··· Extract to read

Most important, the document confirmed the suspicions of separatists that the Valley subsidizes the rest of Los Angeles. The subsidy this year, the study found, totals $123 million.

Both the report and its author, the Local Agency Formation Commission, or LAFCO, were quickly attacked by secession foes.

“LAFCO is a very prejudiced source,” said Mayor Richard Riordan said. “LAFCO is very political. It’s made up of people who have axes to grind, who support the secession. I come back to the moral issue. I think it is just downright immoral to abandon the poor people of this city.”

Advertisement

Secessionists, who have sought independence for decades, hailed what they found useful in the report.

“What we are learning is that the Valley has been shortchanged for years,” said former Assemblyman Richard Katz, a board member of the Valley VOTE secession group.

“I feel taken,” said J. Richard Leyner, chairman of the United Chambers of Commerce of the San Fernando Valley.

The study also offered a richly detailed blueprint for breaking apart Los Angeles. It allocated parks, libraries and police stations the way a divorce judge would split a couple’s household assets.

The Valley, for instance, would get two of the six helicopters used by the Fire Department for water dropping, ambulance flights and earthquake reconnaissance.

······
··· Materials provided

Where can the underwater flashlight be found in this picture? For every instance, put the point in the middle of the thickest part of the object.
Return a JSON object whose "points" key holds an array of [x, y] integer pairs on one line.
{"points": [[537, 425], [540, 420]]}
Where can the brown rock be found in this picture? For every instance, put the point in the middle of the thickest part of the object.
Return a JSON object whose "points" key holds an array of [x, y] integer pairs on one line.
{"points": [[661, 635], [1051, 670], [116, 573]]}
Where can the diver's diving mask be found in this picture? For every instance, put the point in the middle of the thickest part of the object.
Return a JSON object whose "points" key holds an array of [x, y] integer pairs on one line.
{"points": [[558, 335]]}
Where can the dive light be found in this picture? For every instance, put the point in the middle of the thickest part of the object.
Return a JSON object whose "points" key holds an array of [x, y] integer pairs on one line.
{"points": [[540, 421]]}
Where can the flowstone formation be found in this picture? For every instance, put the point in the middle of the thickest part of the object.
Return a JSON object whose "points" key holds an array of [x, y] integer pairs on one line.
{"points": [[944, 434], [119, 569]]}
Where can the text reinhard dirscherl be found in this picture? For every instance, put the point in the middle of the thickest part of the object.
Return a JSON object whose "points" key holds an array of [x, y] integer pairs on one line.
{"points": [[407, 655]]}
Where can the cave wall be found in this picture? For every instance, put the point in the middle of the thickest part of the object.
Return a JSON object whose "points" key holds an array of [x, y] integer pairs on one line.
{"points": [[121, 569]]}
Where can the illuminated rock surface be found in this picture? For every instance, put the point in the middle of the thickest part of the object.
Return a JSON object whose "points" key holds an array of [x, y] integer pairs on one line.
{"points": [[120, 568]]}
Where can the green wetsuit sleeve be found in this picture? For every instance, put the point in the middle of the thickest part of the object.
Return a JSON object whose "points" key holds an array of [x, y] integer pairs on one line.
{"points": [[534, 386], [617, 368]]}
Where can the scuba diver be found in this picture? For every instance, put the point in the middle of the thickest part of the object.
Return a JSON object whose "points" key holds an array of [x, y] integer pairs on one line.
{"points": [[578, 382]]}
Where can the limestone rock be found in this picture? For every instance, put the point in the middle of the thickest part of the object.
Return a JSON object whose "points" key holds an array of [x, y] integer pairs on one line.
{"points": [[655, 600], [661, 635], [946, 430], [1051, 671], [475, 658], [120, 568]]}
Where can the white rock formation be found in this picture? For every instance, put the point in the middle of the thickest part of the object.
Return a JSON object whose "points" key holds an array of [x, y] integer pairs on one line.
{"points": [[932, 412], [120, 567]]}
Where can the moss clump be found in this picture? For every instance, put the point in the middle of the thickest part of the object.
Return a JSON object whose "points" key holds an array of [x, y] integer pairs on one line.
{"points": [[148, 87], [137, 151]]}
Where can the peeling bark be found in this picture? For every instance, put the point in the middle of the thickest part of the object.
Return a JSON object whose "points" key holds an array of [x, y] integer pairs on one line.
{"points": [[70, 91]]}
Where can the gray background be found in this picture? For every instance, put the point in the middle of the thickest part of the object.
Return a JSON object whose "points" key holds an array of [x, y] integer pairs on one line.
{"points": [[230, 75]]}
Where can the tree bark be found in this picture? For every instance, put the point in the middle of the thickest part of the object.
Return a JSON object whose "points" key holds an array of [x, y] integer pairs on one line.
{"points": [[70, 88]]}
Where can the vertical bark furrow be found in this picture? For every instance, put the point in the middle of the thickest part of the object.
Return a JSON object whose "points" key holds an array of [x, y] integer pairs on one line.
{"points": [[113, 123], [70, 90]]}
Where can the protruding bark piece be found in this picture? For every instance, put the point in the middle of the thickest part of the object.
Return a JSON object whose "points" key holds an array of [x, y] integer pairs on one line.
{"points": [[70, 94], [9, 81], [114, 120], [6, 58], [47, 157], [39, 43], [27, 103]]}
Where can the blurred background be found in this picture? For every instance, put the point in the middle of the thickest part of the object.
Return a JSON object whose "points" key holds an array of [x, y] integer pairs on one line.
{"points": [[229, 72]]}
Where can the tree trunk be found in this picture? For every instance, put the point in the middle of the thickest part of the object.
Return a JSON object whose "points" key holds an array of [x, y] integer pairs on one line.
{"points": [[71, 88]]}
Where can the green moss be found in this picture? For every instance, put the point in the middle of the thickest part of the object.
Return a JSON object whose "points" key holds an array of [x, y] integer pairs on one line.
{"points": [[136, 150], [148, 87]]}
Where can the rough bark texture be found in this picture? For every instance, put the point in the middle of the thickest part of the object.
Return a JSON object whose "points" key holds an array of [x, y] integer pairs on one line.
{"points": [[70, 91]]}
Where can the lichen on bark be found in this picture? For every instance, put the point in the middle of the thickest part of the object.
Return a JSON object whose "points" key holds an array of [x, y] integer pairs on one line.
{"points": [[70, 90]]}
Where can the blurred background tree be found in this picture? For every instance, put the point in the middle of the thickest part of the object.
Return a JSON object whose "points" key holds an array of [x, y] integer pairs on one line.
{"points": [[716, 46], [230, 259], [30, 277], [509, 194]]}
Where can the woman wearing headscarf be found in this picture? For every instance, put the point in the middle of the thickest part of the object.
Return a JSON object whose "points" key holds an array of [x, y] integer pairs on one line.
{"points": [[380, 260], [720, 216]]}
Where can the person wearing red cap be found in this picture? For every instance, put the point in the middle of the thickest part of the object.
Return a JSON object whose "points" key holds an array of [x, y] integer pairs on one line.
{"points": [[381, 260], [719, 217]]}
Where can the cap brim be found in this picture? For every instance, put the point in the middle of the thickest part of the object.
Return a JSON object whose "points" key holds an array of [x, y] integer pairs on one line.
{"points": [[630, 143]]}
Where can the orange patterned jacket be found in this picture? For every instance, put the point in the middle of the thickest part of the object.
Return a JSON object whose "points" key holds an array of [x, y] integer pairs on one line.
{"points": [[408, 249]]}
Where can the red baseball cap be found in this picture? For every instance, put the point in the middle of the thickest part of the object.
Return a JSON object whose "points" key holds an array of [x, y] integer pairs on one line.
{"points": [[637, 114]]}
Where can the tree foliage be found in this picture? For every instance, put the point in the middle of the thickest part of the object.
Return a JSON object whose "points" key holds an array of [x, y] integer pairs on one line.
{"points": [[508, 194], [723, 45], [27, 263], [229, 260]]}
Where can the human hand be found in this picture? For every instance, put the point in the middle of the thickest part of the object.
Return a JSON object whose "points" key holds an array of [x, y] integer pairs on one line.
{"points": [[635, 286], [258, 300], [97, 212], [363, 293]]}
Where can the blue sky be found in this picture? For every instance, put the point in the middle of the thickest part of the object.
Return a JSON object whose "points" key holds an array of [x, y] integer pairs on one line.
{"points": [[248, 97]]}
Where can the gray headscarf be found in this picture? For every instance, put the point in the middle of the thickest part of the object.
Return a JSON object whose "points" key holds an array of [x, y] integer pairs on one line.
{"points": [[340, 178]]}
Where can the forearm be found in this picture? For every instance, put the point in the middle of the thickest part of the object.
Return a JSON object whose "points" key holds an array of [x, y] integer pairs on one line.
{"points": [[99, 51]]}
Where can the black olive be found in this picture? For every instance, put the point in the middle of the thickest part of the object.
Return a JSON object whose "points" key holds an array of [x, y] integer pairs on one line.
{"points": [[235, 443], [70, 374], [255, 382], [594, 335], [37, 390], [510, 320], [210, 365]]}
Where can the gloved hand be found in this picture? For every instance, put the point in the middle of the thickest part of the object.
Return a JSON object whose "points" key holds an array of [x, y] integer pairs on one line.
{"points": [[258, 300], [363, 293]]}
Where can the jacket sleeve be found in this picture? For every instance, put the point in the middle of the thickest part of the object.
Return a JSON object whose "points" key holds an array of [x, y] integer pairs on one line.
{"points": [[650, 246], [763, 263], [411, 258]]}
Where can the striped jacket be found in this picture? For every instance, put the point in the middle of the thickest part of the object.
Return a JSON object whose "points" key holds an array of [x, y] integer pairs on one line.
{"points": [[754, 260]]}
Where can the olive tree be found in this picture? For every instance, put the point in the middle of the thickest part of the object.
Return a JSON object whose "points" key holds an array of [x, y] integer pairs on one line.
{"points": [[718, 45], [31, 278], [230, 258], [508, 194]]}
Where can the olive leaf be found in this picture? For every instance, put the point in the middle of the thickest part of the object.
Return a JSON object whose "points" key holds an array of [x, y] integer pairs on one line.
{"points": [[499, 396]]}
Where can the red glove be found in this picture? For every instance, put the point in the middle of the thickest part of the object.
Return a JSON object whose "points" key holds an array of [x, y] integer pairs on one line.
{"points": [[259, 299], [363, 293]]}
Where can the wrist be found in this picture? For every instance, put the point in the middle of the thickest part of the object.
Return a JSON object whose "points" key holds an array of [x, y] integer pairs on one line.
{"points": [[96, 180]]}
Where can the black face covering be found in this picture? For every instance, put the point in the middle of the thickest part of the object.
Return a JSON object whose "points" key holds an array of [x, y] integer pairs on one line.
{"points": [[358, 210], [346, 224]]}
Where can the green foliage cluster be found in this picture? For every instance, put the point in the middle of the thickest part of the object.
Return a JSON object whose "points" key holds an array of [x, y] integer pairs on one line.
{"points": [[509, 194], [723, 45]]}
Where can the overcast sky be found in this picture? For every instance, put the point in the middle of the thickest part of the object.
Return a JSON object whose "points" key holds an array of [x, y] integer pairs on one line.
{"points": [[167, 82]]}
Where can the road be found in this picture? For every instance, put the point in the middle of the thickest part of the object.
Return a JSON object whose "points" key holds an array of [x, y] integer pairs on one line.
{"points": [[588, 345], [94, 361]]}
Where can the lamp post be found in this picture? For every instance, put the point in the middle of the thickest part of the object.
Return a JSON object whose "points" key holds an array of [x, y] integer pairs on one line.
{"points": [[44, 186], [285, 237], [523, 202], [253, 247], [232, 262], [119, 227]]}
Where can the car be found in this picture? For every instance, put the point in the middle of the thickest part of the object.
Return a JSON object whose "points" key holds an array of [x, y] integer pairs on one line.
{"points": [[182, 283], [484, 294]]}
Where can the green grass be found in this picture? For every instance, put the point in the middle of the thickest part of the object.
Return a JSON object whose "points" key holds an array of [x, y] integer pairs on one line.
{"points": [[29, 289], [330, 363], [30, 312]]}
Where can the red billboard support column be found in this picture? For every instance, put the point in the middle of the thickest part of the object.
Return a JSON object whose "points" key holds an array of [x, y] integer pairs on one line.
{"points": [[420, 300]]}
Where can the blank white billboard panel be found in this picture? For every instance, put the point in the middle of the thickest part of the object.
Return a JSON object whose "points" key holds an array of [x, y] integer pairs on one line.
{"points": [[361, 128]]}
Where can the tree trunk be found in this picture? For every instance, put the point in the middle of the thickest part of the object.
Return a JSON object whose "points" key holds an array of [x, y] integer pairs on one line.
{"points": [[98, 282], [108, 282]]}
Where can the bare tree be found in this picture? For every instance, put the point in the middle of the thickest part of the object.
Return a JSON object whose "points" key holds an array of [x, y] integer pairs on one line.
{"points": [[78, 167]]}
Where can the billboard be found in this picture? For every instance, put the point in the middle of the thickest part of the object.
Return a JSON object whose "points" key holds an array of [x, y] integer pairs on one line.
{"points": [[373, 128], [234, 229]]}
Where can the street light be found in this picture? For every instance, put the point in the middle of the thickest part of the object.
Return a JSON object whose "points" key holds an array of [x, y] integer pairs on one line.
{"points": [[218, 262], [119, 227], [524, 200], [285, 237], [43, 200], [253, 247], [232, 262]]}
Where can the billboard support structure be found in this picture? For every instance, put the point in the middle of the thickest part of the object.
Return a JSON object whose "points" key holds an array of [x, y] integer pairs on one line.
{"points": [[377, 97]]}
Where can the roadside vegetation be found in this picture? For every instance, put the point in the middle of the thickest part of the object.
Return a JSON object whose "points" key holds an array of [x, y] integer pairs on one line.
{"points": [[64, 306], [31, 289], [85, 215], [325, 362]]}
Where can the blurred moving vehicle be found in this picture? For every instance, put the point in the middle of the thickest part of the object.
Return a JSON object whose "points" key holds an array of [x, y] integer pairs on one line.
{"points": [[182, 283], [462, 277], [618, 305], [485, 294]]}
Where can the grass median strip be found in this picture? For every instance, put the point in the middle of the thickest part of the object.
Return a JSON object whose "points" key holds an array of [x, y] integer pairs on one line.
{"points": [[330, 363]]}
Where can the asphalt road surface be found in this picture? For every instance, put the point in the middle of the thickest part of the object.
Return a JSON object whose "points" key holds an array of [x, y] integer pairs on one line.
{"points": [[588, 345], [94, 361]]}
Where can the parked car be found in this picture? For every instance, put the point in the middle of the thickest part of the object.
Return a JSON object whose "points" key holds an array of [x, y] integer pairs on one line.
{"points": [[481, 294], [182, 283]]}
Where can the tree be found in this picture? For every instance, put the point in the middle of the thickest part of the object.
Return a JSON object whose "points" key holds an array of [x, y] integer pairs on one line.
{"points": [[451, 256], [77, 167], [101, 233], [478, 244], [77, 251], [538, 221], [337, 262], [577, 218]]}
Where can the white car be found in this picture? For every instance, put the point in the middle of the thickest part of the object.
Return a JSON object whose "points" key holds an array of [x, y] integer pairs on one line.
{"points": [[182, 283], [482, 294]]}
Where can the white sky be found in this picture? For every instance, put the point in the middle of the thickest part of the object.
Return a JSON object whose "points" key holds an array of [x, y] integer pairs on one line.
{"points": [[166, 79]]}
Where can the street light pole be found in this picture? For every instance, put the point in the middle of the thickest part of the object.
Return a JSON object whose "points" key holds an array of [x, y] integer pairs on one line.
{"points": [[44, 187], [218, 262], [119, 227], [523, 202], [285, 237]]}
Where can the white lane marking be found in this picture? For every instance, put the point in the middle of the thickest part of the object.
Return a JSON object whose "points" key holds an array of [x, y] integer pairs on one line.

······

● **Short exercise A**
Arrange the entries from the line containing "Where can the parked" through the final line of the entries as a Markdown table with the columns Row and Line. Give one row per line and leave out blank lines.
● **Short exercise B**
Pick up the news text on the San Fernando Valley secession study and continue it past its last sentence.

● **Expected answer A**
| Row | Line |
|---|---|
| 1 | Where can the parked car be found in this picture? For every instance, put the point in the middle of the thickest part of the object. |
| 2 | Return a JSON object whose "points" key holds an array of [x, y] integer pairs on one line. |
| 3 | {"points": [[481, 294], [182, 283]]} |
| 4 | Where can the tree be found in this picture? For every instance, put the point in the middle of the thickest part of the object. |
| 5 | Return a JSON object whose "points" key holds an array of [x, y] integer pairs on one line. |
| 6 | {"points": [[451, 256], [77, 167], [101, 233], [478, 244], [77, 251], [538, 221], [337, 262], [577, 218]]} |
| 7 | Where can the white car be found in this picture? For every instance, put the point in the middle of the thickest part of the object. |
| 8 | Return a JSON object whose "points" key holds an array of [x, y] integer pairs on one line. |
| 9 | {"points": [[182, 283], [482, 294]]} |
| 10 | Where can the white sky be found in this picture? For every instance, put the point in the middle of the thickest part of the object. |
| 11 | Return a JSON object whose "points" key holds an array of [x, y] integer pairs on one line. |
| 12 | {"points": [[166, 79]]} |
| 13 | Where can the street light pole be found in this picture? For every instance, put the point in the middle of the thickest part of the object. |
| 14 | Return a JSON object whose "points" key holds an array of [x, y] integer pairs on one line. |
| 15 | {"points": [[44, 187], [218, 262], [119, 227], [523, 202], [285, 237]]} |
| 16 | Where can the white lane marking be found in this picture? For every instance, put the point in the middle of the thickest part of the object. |
| 17 | Return a JSON object whose "points" key holds an array of [x, y] integer pairs on one line. |

● **Expected answer B**
But after 86 years as the northern region of Los Angeles, the Valley is so tightly entwined with the rest of the city that it would have to rely on Los Angeles to run its water, power, sewer, computer, pension and 911 emergency dispatch systems, the study concluded.

Advertisement

Backbone of a Secession Proposal

The report, triggered by petitions signed two years ago by 202,000 Valley voters, will be the backbone of a secession proposal that could go before voters in November 2002.

Its central finding--that a Valley city is fiscally viable--makes an election more likely than ever.

“It would appear that, at this point in time, they have an opportunity to be successful if they wish to secede,” said Henri F. Pellissier, chairman of LAFCO, which will decide whether to call an election. “I think that’s what the bottom line is--that there’s enough money there for them to do it.”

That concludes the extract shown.